> STUDY TEXT:
Attention Is All You Need (Except When You Need Comprehensiveness)

Will AI Kill Search Engines? Does GIGO hold true even now? LLMs hate this one weird trick to trip them.

Let’s put gemini-2.5-pro to the test on one simple task - provide us with a comprehensive list of “things of a kind”. gemini-2.5-pro is arguably one of the best LLMs in terms of comprehending user queries well and in its ability to weave in data from live web searches to deliver good quality output.

Besides, most frontline LLMs have focused on launching their deep research tools, which can source and analyze large datasets and deliver crisp summaries at speeds & scale beyond human capabilities - so much so, that it can be tempting to plug in these deep research outputs into your work or decision making.

But halt! As you will see in this simple experiment below (and that you most likely will be able to replicate at your end, results wise), that LLMs, even with their current processing horsepower and access to multiple relevant data sources, get tripped easily.

> DATASET EXTRACT:
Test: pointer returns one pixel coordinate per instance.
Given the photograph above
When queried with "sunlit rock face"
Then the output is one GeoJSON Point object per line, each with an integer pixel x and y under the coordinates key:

> WHAT IS BEING ASKED:
Continue the article about testing gemini-2.5-pro on comprehensive lists, starting right after its final sentence, which begins "But halt!".

> RESPONSE BELOW:
In Google AI Studio, with the “grounding with google search” switched on, I asked gemini-2.50-pro - “Can you search the internet and get me the list of all unicorn companies in India as of date?” This is what it returned -

Gemini unicorns web search

It returned 82 names, including current & former unicorns and cited its sources. The sources that it used have the unicorn count in the range of 111-121 (which gemini did note right at the beginning of its answer!). And yet, the list of names it returned, falls short in count and in spite of gemini using the right sources, which already had data in ready to use format for it.

And mind you, this is one of the simpler of such “find all things of a kind” as you literally have the answer available as a list in several of the underlying sources. Sure each source may have a marginally different list and I would have accepted the response, if it had returned any one of these lists or an intersection of these lists, as its comprehensive answer. But no, when you let the LLM choose what data to look at, even with the right data being available, things can go wrong.


Contrast this with the response below, where the “grounding with web search” is switched off and the underlying data is provided by the user.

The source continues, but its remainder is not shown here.